Task instructions
Repeat exactly the lines from the line containing "Please indicate the gas" to the last line of the listing, including both.
+++
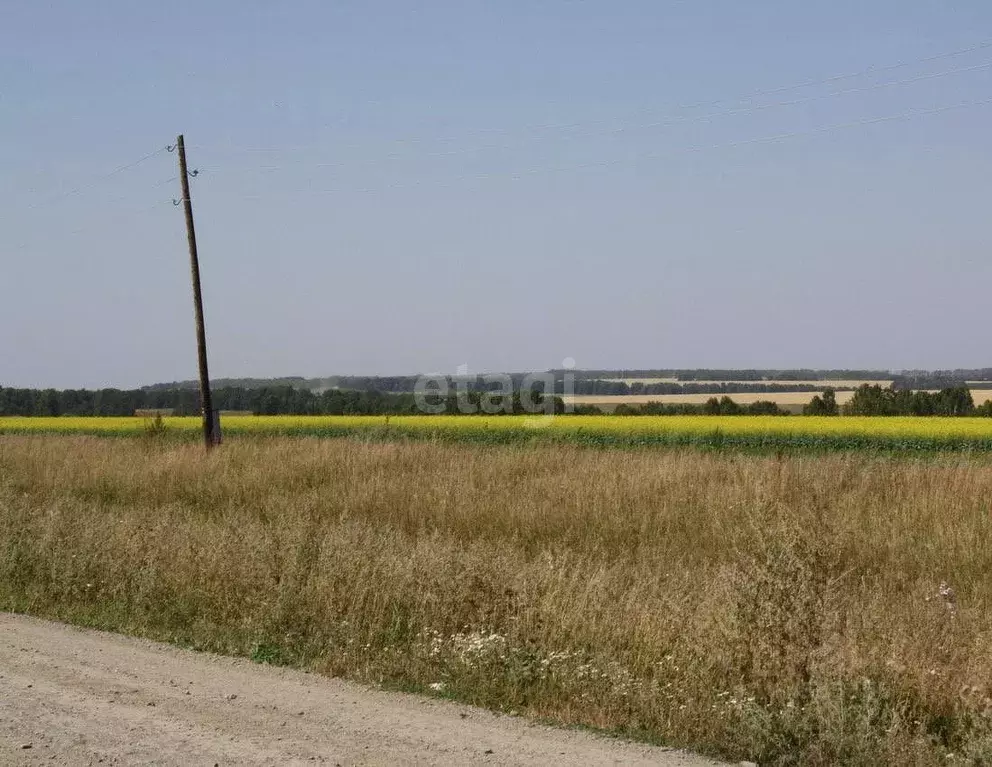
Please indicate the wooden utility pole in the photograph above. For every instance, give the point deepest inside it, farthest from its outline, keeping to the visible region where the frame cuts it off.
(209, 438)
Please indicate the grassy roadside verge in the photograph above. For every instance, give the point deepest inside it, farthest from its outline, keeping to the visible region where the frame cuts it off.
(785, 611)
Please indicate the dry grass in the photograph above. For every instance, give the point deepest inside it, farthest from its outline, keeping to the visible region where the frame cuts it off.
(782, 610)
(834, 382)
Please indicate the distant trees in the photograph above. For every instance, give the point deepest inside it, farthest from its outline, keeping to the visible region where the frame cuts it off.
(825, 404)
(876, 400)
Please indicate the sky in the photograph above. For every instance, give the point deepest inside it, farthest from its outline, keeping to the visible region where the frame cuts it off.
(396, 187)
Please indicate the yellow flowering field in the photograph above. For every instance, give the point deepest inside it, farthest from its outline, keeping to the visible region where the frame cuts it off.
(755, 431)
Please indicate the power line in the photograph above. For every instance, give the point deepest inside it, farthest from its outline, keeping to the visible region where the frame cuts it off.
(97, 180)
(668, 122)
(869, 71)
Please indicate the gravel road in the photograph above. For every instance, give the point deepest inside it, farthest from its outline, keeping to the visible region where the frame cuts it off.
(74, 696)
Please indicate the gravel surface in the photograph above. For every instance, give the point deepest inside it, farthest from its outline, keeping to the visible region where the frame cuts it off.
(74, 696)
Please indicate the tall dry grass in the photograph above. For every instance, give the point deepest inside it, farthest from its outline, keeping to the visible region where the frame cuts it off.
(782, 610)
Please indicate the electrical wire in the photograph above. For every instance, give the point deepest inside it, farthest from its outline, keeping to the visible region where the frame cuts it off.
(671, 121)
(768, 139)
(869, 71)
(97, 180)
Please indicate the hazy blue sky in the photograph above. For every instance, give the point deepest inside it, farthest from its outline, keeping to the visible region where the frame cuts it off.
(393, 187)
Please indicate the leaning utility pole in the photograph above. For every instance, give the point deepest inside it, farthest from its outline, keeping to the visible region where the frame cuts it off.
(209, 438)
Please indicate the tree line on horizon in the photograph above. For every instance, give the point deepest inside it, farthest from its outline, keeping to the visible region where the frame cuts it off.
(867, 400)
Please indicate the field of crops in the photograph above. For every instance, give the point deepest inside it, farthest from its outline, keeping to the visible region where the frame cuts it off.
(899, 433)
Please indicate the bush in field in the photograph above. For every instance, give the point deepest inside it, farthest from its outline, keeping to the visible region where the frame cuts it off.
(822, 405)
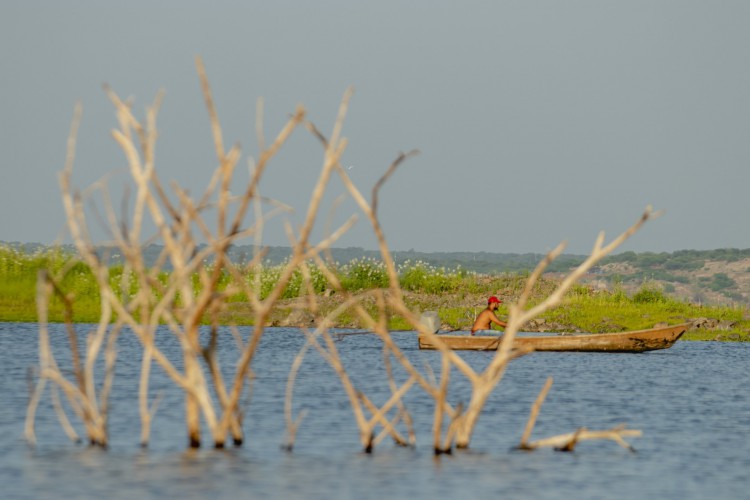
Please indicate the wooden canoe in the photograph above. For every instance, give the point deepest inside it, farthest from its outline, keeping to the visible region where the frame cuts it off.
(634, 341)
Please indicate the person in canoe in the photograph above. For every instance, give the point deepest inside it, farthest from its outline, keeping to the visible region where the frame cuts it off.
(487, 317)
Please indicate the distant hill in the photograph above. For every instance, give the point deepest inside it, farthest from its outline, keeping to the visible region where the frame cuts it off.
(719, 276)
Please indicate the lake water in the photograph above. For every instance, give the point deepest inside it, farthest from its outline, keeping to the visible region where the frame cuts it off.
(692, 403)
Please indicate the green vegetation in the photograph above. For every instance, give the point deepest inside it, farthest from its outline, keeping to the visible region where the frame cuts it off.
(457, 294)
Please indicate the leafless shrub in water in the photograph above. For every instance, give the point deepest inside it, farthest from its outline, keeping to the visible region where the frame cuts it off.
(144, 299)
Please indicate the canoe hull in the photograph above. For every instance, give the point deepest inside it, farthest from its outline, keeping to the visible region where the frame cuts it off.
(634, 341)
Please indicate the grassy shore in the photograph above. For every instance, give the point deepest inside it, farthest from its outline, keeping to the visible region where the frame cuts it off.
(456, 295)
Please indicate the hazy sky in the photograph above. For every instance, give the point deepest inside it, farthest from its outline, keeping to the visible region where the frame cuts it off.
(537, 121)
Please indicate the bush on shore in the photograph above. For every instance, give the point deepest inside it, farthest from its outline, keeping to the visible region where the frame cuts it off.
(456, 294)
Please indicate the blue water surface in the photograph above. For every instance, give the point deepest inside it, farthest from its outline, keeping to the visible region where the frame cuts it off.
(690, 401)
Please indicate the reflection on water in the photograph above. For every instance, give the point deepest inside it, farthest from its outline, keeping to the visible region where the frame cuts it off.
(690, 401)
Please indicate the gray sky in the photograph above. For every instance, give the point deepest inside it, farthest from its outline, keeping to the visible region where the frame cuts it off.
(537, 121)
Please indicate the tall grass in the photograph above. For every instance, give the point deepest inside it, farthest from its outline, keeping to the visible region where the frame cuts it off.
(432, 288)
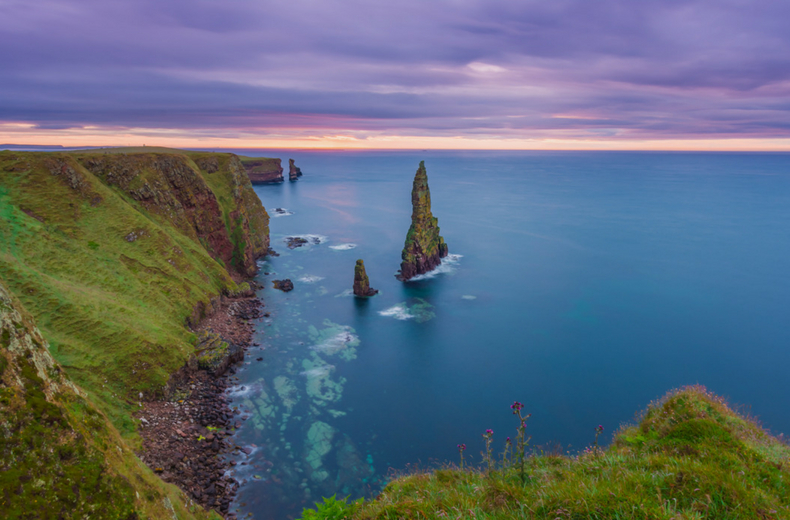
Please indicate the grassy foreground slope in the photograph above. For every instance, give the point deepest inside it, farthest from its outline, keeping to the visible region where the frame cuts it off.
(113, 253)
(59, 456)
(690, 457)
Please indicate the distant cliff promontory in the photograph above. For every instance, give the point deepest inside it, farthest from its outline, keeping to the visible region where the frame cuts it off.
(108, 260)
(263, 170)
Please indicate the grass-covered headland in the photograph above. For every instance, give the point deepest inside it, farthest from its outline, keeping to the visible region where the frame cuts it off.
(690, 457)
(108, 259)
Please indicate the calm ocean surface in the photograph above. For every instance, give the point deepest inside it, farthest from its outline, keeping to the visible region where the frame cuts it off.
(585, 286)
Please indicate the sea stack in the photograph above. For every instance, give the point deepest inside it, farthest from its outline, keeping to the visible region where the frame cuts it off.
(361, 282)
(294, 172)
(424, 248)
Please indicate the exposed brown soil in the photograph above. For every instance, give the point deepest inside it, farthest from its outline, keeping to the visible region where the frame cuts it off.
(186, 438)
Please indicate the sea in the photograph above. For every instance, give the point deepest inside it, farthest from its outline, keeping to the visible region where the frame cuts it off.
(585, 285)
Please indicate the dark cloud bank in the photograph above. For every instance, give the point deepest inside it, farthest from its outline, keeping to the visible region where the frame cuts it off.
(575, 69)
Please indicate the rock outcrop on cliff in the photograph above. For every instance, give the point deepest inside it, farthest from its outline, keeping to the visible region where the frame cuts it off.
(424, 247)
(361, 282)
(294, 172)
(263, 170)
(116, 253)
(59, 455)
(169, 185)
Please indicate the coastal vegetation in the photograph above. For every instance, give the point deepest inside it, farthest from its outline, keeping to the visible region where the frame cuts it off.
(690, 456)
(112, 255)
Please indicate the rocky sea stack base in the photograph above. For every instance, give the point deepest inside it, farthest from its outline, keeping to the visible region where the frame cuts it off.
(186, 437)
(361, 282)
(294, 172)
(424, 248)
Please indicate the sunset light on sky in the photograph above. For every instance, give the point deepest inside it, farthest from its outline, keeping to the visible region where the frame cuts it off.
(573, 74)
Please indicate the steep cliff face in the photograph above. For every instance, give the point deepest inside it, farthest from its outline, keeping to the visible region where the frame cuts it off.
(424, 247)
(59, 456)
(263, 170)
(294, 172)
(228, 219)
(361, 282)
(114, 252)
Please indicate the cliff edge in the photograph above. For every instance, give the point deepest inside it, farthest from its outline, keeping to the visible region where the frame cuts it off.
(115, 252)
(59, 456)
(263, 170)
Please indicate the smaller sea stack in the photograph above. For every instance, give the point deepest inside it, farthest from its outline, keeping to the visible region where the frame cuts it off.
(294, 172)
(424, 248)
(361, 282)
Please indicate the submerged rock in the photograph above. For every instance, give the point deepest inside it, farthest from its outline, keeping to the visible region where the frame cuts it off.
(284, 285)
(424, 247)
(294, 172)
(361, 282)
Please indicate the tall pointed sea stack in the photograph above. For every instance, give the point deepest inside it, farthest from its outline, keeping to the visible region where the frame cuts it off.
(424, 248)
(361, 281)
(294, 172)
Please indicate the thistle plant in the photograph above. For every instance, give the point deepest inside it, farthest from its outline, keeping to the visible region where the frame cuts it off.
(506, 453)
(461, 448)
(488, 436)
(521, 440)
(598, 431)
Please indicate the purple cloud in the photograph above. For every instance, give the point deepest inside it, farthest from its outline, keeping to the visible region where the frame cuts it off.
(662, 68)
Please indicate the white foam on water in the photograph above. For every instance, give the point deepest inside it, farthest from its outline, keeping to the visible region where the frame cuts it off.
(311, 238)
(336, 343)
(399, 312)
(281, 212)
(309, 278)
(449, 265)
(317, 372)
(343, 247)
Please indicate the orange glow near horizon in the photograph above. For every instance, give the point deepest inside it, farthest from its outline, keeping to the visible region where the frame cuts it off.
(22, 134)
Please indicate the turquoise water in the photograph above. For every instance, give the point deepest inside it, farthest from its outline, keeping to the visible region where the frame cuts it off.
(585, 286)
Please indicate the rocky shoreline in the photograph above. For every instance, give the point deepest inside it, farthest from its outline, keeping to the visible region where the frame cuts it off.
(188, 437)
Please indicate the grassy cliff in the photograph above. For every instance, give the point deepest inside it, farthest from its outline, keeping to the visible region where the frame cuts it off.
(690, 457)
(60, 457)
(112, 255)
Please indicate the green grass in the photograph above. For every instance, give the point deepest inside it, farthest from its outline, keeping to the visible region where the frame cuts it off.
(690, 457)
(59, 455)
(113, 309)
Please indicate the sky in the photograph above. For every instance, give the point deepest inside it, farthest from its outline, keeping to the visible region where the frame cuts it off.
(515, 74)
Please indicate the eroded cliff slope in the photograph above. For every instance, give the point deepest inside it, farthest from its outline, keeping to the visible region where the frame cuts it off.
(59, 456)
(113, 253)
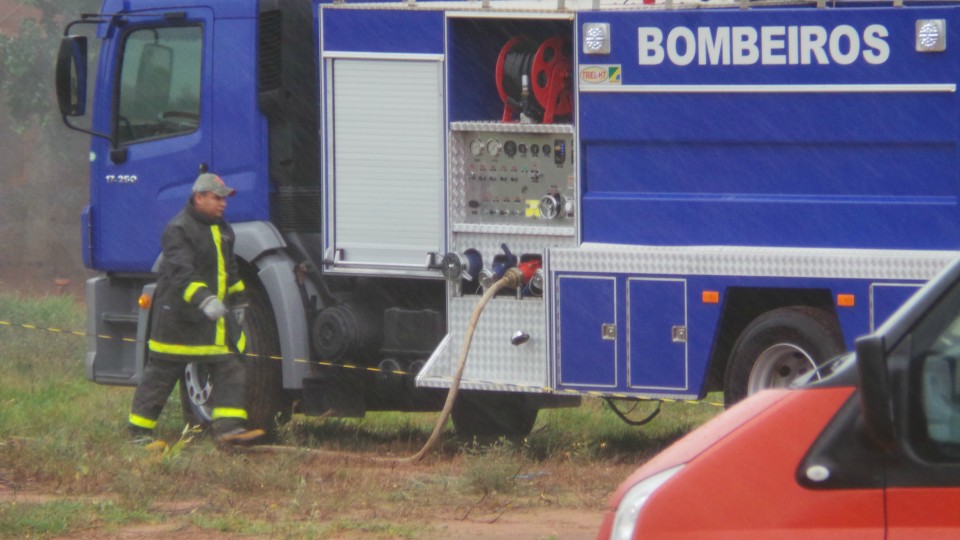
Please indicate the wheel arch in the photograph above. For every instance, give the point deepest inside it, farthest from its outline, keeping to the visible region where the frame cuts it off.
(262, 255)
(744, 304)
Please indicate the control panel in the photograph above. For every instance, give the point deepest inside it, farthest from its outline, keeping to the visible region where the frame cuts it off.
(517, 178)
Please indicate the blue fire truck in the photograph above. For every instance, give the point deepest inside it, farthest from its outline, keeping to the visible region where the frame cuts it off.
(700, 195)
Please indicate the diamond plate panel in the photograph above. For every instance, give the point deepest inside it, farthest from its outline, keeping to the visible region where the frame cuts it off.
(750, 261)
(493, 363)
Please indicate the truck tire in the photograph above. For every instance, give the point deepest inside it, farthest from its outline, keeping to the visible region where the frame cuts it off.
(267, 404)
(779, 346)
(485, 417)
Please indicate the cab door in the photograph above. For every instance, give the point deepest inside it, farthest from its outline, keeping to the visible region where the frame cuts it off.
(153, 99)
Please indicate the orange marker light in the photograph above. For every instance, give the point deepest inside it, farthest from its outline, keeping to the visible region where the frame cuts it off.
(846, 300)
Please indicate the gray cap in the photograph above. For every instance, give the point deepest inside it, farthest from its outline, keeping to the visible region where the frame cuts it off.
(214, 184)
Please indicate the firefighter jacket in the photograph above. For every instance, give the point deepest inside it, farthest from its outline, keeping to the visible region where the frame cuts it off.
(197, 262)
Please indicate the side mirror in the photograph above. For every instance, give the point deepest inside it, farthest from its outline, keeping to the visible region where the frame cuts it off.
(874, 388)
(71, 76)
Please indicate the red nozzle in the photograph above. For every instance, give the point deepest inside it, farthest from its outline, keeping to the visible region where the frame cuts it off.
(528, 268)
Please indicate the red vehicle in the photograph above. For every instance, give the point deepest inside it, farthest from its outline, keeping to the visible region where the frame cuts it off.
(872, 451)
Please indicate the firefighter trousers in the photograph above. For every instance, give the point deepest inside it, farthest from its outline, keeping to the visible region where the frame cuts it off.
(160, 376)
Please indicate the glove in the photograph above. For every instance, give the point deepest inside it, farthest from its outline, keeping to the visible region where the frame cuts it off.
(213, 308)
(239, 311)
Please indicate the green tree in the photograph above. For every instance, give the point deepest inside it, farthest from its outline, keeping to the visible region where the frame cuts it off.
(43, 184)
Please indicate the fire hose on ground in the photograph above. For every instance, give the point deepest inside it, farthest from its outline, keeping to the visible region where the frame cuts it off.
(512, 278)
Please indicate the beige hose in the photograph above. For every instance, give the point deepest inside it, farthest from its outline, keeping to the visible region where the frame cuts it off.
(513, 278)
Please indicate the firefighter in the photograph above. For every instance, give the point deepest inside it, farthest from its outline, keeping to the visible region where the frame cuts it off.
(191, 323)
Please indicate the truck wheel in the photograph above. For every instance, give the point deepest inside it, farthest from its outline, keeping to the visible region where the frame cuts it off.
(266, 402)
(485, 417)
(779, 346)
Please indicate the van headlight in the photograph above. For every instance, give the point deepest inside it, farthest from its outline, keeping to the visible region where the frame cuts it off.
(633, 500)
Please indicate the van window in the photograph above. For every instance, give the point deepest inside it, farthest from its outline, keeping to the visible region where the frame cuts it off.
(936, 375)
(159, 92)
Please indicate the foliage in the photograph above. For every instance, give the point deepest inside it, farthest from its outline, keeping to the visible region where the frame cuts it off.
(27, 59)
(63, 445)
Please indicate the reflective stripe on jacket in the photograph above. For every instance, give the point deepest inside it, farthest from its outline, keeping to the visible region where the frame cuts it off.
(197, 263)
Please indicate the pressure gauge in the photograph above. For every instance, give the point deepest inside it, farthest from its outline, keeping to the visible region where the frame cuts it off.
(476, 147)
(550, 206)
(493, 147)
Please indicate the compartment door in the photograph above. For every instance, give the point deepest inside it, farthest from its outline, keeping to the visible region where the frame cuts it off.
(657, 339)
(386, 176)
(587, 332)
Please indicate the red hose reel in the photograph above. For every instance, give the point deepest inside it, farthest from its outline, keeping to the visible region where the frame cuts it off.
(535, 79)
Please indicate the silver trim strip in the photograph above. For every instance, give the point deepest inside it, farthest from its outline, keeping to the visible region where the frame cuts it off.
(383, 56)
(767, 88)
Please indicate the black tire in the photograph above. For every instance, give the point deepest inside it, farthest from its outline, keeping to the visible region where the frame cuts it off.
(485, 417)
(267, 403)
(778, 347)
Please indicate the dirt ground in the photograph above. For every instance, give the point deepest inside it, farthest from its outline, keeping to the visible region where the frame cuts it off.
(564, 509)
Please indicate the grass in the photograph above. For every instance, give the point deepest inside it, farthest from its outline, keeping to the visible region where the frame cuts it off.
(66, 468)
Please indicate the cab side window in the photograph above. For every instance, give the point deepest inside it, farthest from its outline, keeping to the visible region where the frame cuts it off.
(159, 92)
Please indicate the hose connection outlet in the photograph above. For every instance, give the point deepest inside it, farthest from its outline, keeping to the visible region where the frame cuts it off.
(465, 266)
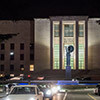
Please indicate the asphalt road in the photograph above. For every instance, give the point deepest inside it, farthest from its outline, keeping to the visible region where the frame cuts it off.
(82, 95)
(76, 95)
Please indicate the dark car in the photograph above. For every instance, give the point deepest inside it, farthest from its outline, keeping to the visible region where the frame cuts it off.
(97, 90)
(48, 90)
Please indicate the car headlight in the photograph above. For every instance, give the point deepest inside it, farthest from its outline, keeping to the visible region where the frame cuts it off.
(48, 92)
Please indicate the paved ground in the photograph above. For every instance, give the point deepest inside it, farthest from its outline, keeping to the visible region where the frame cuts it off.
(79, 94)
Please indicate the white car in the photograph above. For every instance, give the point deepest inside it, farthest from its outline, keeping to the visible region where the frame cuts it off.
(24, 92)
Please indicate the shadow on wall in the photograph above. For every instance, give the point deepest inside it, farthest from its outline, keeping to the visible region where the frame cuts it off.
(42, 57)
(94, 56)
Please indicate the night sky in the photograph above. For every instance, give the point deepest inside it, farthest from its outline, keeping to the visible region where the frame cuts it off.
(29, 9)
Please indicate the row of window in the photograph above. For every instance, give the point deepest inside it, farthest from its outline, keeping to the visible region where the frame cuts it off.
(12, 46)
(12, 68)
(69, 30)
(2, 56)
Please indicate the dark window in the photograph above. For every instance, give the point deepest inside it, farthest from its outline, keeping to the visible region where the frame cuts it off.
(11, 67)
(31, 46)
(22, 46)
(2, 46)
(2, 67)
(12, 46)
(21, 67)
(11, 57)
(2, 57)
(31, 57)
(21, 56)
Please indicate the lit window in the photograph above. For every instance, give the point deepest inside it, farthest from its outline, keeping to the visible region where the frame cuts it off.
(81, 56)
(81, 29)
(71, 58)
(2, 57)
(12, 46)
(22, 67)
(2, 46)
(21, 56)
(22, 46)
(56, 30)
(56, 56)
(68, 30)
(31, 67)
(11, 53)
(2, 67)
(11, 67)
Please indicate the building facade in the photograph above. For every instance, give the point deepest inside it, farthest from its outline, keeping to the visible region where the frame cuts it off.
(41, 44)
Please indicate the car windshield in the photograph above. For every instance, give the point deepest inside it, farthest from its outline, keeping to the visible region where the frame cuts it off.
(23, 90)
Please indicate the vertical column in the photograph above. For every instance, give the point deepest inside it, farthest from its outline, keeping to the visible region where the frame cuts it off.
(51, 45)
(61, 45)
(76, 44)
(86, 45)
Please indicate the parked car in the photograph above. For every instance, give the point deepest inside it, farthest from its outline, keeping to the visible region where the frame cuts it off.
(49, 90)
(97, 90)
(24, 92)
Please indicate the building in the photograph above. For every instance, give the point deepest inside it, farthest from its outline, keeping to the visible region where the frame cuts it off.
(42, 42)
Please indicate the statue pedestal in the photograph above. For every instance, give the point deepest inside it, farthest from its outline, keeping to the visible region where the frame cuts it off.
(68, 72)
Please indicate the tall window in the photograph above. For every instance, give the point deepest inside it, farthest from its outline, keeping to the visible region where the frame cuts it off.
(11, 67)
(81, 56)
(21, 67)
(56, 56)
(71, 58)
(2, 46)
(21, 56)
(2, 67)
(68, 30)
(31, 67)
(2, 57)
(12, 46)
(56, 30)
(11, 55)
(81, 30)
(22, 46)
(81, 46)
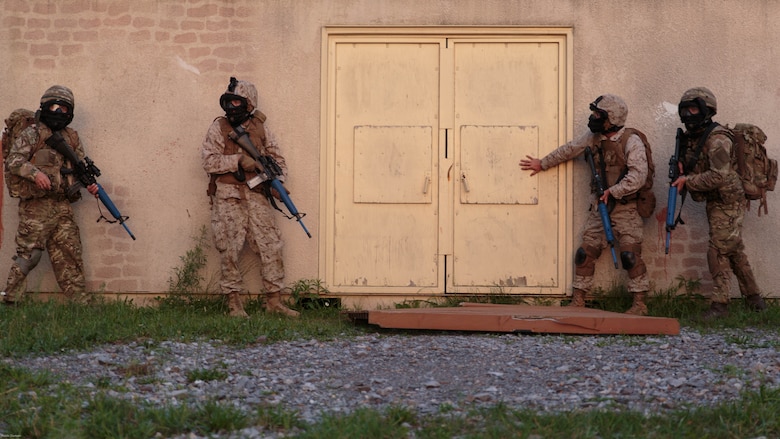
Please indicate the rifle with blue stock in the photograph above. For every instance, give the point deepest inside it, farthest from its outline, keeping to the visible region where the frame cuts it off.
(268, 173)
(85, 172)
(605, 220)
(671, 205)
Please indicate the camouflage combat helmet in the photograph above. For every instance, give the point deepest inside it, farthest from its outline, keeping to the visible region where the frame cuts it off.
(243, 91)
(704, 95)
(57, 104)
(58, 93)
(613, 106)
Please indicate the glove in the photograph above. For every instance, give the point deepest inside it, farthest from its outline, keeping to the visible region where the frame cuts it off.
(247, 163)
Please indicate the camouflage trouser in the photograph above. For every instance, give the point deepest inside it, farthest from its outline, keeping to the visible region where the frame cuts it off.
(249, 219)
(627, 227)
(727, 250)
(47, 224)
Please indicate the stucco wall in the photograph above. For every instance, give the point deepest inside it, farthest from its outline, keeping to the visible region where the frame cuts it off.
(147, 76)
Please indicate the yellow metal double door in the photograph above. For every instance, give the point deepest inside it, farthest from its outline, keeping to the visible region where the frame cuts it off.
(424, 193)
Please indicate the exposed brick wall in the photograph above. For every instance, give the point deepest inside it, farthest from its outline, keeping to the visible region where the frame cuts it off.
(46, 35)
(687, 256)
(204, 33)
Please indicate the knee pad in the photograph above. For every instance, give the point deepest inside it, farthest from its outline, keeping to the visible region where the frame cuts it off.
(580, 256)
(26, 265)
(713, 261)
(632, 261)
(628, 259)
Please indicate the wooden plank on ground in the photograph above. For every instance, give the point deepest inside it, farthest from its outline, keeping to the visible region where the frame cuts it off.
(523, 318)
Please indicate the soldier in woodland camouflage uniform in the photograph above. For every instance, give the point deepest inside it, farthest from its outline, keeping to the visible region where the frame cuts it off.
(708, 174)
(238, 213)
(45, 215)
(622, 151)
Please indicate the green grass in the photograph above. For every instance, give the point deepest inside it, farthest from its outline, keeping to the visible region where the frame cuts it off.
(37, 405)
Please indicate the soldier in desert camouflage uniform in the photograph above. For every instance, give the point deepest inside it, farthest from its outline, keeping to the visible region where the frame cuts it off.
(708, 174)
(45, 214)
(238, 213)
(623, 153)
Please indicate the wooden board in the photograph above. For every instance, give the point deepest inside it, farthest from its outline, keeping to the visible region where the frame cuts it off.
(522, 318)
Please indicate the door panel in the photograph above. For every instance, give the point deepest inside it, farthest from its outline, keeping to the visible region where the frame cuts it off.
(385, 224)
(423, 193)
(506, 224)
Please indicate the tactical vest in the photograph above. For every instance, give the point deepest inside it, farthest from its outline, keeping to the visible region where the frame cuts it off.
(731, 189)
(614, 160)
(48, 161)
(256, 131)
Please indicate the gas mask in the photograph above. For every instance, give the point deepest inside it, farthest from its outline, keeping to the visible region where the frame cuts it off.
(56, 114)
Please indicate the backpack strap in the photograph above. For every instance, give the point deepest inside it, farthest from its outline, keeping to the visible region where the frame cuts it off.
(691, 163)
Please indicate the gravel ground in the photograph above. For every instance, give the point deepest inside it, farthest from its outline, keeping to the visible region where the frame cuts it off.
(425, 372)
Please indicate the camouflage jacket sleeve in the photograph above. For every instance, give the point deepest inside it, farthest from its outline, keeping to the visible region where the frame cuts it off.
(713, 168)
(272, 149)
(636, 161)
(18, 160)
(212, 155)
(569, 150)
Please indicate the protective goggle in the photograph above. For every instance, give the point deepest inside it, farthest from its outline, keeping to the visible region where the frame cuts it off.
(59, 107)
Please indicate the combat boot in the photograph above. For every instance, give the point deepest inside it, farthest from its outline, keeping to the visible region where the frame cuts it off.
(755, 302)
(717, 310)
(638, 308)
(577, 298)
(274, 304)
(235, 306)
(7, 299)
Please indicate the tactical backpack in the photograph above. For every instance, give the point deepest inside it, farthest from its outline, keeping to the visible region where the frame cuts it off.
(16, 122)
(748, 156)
+++
Solution below
Please indicate the gas mask in the photograph above. For every instance, give the point deepest inside it, farthest from its outline, keeping to the visible region where the frame cuts it off.
(56, 114)
Please indicate the backpack strap in the photograph above. For every instance, give the point deepest inside it, farthest from its outline, keeping to the visible region where the frame cuts it off.
(691, 163)
Please indicate the gravel ground in the photograph above. For every instance, give the point deepest inside it, farthest from its outline, keeping to the visible region where the frame cuts it off.
(425, 372)
Please indicate the camouflage jacket sleeve in the photograph above. For every instance, give the point deepest inside it, farthest from its outline, keeping to the visible region where the frame cuts it off.
(713, 168)
(272, 149)
(636, 161)
(18, 160)
(212, 155)
(569, 150)
Please indicate the protective goggle in the photograph above. For every instance, give the point deepest inside it, farthest from its outline, keeping to the visible region where the frame cuts it off.
(59, 107)
Please indicate the combat boot in the photograph above. For every instance, give the point deepest inside it, farthest from its outline, keeping to the visible region where the frame cuts it off.
(755, 302)
(717, 310)
(638, 308)
(577, 298)
(274, 304)
(235, 306)
(7, 299)
Please indicate the tactical backpack in the photograph above. For every instance, give the point deepest inside it, farthest from its outline, keeping to the visible region where the frame cuts it off.
(16, 122)
(748, 156)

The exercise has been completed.